== Your instructions ==
Go through the listing and write out all of it exactly.

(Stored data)

◇ ◇ ◇ ◇

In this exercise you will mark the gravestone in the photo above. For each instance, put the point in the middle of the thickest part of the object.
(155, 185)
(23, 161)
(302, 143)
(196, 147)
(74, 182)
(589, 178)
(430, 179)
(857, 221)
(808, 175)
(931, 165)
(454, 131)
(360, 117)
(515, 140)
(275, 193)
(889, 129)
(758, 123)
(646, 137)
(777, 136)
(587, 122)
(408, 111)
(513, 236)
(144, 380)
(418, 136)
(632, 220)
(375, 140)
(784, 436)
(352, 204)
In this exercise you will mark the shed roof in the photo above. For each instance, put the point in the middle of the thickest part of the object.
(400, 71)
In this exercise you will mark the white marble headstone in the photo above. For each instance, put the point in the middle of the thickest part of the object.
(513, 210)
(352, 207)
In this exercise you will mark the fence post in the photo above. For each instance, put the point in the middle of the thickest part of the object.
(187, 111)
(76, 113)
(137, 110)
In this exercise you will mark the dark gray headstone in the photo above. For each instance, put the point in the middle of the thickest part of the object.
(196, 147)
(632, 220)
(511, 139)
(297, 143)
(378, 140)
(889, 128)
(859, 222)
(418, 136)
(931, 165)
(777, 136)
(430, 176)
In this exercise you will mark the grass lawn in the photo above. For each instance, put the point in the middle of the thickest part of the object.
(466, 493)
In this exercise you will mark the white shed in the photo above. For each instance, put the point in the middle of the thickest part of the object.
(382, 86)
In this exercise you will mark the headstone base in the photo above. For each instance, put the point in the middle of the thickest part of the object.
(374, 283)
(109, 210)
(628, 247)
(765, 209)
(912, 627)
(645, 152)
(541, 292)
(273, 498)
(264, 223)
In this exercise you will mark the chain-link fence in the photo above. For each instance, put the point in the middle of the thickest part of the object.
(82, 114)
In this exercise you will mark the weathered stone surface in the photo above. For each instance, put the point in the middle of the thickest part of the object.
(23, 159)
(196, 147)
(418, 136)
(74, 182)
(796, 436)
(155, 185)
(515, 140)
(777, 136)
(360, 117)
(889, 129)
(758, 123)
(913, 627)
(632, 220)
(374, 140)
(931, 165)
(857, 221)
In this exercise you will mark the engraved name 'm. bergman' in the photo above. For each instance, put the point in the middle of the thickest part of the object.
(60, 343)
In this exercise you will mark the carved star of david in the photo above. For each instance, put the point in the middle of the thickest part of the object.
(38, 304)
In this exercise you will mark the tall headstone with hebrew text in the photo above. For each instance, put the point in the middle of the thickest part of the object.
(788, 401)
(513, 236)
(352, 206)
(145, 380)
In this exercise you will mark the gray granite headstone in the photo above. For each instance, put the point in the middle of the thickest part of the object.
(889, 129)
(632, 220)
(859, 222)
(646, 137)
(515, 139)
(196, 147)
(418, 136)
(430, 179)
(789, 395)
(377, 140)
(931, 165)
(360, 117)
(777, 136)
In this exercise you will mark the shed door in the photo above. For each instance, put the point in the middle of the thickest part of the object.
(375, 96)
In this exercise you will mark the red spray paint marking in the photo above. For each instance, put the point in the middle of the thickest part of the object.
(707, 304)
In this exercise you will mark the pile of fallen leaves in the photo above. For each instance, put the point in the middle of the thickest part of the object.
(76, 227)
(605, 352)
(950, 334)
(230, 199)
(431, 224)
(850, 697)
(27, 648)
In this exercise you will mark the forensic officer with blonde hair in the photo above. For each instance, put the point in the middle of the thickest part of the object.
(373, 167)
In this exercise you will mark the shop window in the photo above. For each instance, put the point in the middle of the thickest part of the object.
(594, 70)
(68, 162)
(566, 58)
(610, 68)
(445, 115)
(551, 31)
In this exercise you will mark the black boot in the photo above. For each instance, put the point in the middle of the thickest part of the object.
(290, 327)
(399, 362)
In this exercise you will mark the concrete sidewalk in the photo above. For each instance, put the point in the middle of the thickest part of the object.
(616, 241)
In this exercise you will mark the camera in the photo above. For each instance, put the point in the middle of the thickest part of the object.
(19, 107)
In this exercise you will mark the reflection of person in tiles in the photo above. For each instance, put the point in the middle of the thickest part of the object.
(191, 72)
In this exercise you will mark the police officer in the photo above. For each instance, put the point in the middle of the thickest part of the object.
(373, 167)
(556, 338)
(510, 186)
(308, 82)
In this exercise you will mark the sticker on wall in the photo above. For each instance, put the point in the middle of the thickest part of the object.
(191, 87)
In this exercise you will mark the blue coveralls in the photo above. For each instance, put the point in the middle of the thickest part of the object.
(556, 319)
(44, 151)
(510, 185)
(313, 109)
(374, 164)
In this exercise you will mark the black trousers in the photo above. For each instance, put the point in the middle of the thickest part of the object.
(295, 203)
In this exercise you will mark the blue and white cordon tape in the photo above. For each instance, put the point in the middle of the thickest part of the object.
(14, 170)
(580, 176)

◇ ◇ ◇ ◇

== Worked solution ==
In this exercise you will mark the gravestone in the photo above. For each instance, put the point in the middle of the thickest part of the object.
(155, 185)
(23, 161)
(302, 143)
(196, 147)
(74, 182)
(589, 178)
(430, 179)
(857, 221)
(808, 175)
(931, 165)
(454, 131)
(360, 117)
(515, 140)
(275, 193)
(889, 129)
(758, 123)
(646, 137)
(777, 136)
(587, 122)
(408, 111)
(513, 236)
(144, 380)
(418, 136)
(632, 220)
(375, 140)
(784, 436)
(352, 204)
In this exercise you will mark the shed roof in the photo above. For each instance, put the point in the middle of the thickest part of the object.
(400, 71)
In this exercise you will mark the white marble headstone in the photo above. For each instance, put the point in the middle of the thickest part of the object.
(513, 210)
(352, 207)
In this exercise you will mark the fence post in the photo above. For each instance, put the point in the middle of the thickest part of the object.
(187, 111)
(76, 113)
(137, 110)
In this exercise you will mark the dark gray headstone in the photo above. For each instance, put the point in the middle of the thickest part of the object.
(196, 147)
(632, 220)
(511, 139)
(297, 143)
(378, 140)
(889, 128)
(859, 222)
(418, 136)
(931, 165)
(777, 136)
(430, 176)
In this exercise you will mark the grass lawn in the photo above. For each instance, put the point in the middle of the thickest part of the object.
(466, 493)
In this exercise you will mark the white shed in the photo above. For each instance, put the point in the middle of the thickest part of the object.
(382, 86)
In this exercise you will mark the headstone base in the photo above. For each instance, put the point in the middle of the thickest part of the object.
(374, 283)
(109, 210)
(628, 247)
(765, 209)
(912, 627)
(645, 152)
(541, 292)
(273, 498)
(264, 223)
In this exercise you will mark the chain-link fence in the photo above. For each instance, put the point in the middle of the thickest part of the object.
(82, 114)
In this exercise you will mark the weathered stone surface in the photo above. For each instance, put the point in the middle of the thickest part of the object.
(23, 159)
(196, 147)
(418, 136)
(74, 182)
(796, 436)
(155, 185)
(515, 140)
(777, 136)
(360, 117)
(889, 129)
(758, 123)
(913, 627)
(632, 220)
(374, 140)
(931, 165)
(857, 221)
In this exercise you will mark the engraved name 'm. bergman' in the photo above. For each instance, put the point in the middle of the thickest part of the object.
(60, 343)
In this exercise you will mark the carved star of david in the photo above. For each instance, put the point in the middle of the thickest part of the object.
(38, 304)
In this exercise you will mark the tall headstone with hebrew text in the photo above. For each instance, put the point in the middle of the thickest part of the object.
(788, 401)
(513, 236)
(352, 206)
(145, 380)
In this exercise you will mark the gray granite headstone in the photo above. For each instance, put the point in the middle of the thickest part of the object.
(889, 129)
(632, 220)
(859, 222)
(646, 137)
(515, 139)
(196, 147)
(418, 136)
(430, 179)
(789, 395)
(377, 140)
(931, 165)
(360, 117)
(777, 136)
In this exercise you will mark the shed door in the photo above. For each instance, put the point in the middle of the thickest part of the object.
(375, 96)
In this exercise you will mark the red spray paint marking in the photo above. For each instance, put the point in the middle of the thickest part of the object.
(707, 304)
In this exercise you will mark the pile of fallen leaves in the photo above. For each instance, put the point in the middle of the thickest part of the object.
(76, 227)
(605, 352)
(950, 334)
(230, 199)
(431, 224)
(850, 697)
(27, 648)
In this exercise you will mark the forensic officer with blonde hair in the photo above. For each instance, put the point in the middle of the thickest part of the object.
(373, 167)
In this exercise you will mark the shop window in the photo above. For each instance, put the point in the middle of the thickest part of the object.
(594, 70)
(68, 162)
(566, 58)
(610, 68)
(445, 115)
(551, 31)
In this exercise you will mark the black boot in the photo above. For each instance, put the point in the middle of the thickest part of the object.
(290, 327)
(399, 362)
In this exercise you will mark the concrete sidewalk in the photo above. For each instance, put the point in the middle of the thickest part of the object.
(616, 241)
In this exercise you will mark the camera in the photo above. For each instance, put the point in the middle of the thickest part of the object.
(19, 107)
In this exercise you will mark the reflection of person in tiles in the photo above. For each instance, put the point in the middle of the thickest part of the object.
(191, 72)
In this exercise you will mark the police officer in the photo above. For each instance, put the point in the middle of the thickest part of the object.
(373, 167)
(556, 338)
(510, 186)
(308, 82)
In this exercise you will mark the sticker on wall in the photo above. For each instance, put the point in the middle of the thickest part of the object.
(191, 87)
In this exercise you will mark the blue coveralls in the photo above. For each instance, put the point in the middle of the thickest part of the object.
(556, 319)
(44, 151)
(510, 185)
(313, 109)
(374, 164)
In this exercise you will mark the black trousers in the photo above. For each instance, put the point in the middle of the thickest part of the object.
(295, 203)
In this exercise you will mark the blue and white cordon tape in the photo above. For each instance, put the point in the middle of the thickest part of the object.
(14, 170)
(580, 176)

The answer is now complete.